◆ **Task directions**
Format the records below as a two-column CSV with the headers "prompt" and "answer", one row per request. Put each request's text and its answer in one quoted field, replace line breaks with spaces, cover all the records, and omit the pictures.

Dataset rows showing where objects appear:

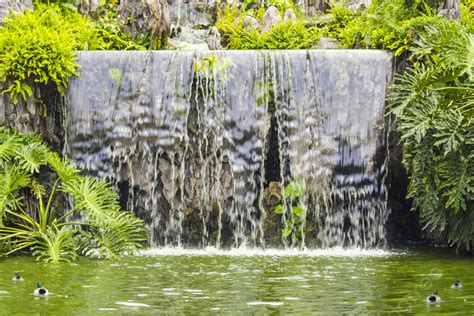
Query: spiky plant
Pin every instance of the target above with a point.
(29, 168)
(434, 107)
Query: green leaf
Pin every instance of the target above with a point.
(280, 209)
(285, 232)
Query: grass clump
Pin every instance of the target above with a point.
(433, 103)
(284, 35)
(35, 216)
(37, 48)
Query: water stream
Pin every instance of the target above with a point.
(202, 144)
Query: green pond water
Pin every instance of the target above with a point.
(242, 282)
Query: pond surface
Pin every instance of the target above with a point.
(242, 282)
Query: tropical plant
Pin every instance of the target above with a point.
(434, 106)
(37, 48)
(284, 35)
(210, 66)
(33, 215)
(293, 211)
(108, 34)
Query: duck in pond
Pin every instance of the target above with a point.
(17, 277)
(40, 290)
(433, 298)
(457, 284)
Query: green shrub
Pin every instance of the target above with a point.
(434, 106)
(37, 48)
(44, 226)
(285, 35)
(108, 35)
(388, 25)
(293, 211)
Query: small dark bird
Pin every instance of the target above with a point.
(433, 298)
(40, 290)
(457, 284)
(17, 277)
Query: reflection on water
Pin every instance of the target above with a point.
(229, 284)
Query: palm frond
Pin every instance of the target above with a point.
(56, 245)
(93, 197)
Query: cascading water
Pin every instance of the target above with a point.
(205, 145)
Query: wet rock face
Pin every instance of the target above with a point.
(15, 5)
(30, 116)
(289, 16)
(271, 17)
(214, 39)
(203, 159)
(146, 18)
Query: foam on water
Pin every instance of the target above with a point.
(249, 252)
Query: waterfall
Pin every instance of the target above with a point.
(205, 146)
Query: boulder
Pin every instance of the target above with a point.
(149, 18)
(328, 43)
(214, 39)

◆ **Exercise answer**
prompt,answer
"Query: spiky plant Pin every instance of the target above with a point.","(29, 168) (434, 107)"
"Query: green leaf Pin every instance of the target above with a point.","(280, 209) (285, 232)"
"Query: grass clump Pin every instance of the target above with a point.","(433, 103) (284, 35) (35, 216) (37, 48)"
"Query: water stream Pin every instance of the target above with a point.","(202, 144)"
"Query: green pond water Pin every instance of the target above with a point.","(242, 282)"
"Query: pond surface Pin every instance of the target above with a point.","(242, 282)"
"Query: tropical plant Pin every instance of the target above with a point.","(434, 106) (37, 48) (284, 35) (210, 66) (33, 215) (293, 211) (108, 34)"
"Query: duck in pond Pin every instance of the target above with a point.","(17, 277) (40, 290) (433, 298) (457, 284)"
"Query: green shrub Pin every instance of the target above with a point.","(434, 106) (37, 48) (44, 226) (285, 35) (108, 35) (388, 25) (293, 211)"
"Query: small dark bird Pin every instance of the target above with a point.","(433, 298) (40, 290) (457, 284) (17, 277)"
"Query: reflection on water Pin every instance of the target above with a point.","(229, 284)"
"Query: palm frond Pin every instance of the target above with a point.","(56, 245) (93, 197)"
"Query: cascading water Pin every instance of the target above with a point.","(205, 145)"
"Query: wet rock face Pin every instance of the target above with a point.","(15, 5) (30, 116) (289, 16) (271, 17) (214, 39) (203, 159) (146, 18)"
"Query: foam on water Pin every instance of the target above with a point.","(249, 252)"
"Query: waterfall Pin every instance of the target above with a point.","(205, 146)"
"Query: boulder Pin every instance of the target above with a point.","(149, 18) (328, 43) (214, 39)"